## REQUIRED TASK
Format all of the data below as a numbered list, leaving out blank lines and omitting the pictures from your answer.

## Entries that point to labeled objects
##############################

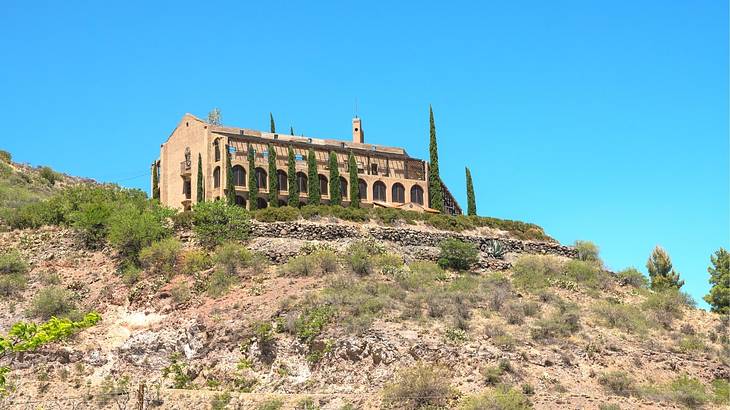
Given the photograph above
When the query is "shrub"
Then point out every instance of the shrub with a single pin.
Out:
(215, 223)
(53, 301)
(419, 386)
(458, 255)
(161, 257)
(501, 398)
(618, 383)
(632, 277)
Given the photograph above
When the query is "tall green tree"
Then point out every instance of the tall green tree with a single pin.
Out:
(199, 186)
(435, 191)
(335, 194)
(155, 181)
(292, 180)
(354, 183)
(470, 199)
(253, 186)
(660, 270)
(230, 188)
(719, 296)
(315, 196)
(273, 181)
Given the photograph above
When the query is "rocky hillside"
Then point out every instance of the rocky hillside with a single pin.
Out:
(340, 315)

##############################

## WRITTEN RESPONSE
1. Given the photograph above
2. When the query is "shrub"
3. Then point out every instance of the shrub with a single pin.
4. Out:
5. (215, 223)
6. (53, 301)
7. (419, 386)
8. (458, 255)
9. (161, 257)
10. (501, 398)
11. (618, 383)
12. (632, 277)
13. Given the photograph above
14. When the query is "tall green tree"
15. Then point out every instance of the tall green tree with a single pin.
16. Out:
17. (199, 186)
18. (435, 191)
19. (335, 194)
20. (155, 181)
21. (292, 180)
22. (354, 183)
23. (470, 199)
24. (253, 186)
25. (660, 270)
26. (230, 188)
27. (719, 296)
28. (315, 196)
29. (273, 181)
30. Given the photograph above
31. When the query is "rocky hillside"
32. Then point out every instance of the rocky hillside with a single pin.
33. Out:
34. (340, 315)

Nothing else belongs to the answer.